## Assignment
The records below must be output exactly, with no images carried over.

## Records for the task
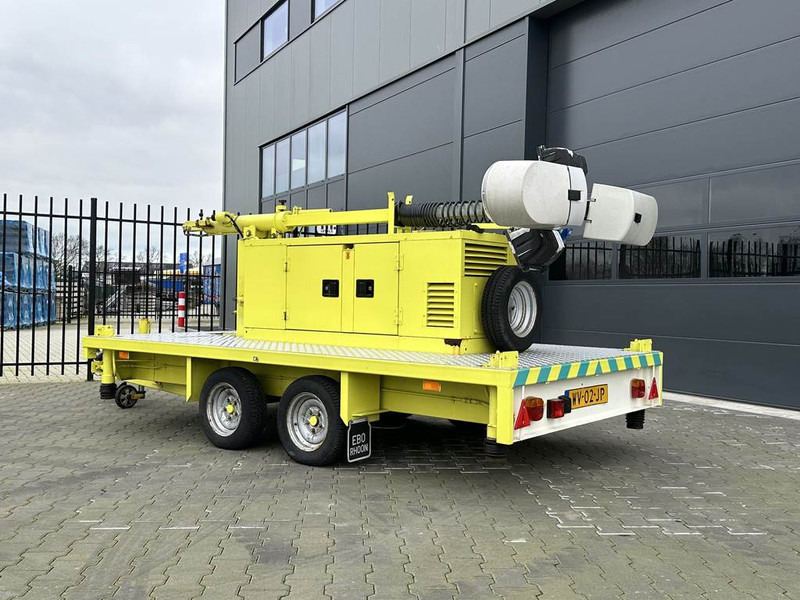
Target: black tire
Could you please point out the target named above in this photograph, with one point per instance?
(238, 424)
(124, 396)
(306, 442)
(504, 334)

## Expected answer
Target: black tire
Could you please point out the target named above in this photograph, with one point per instance?
(238, 424)
(124, 396)
(306, 442)
(504, 334)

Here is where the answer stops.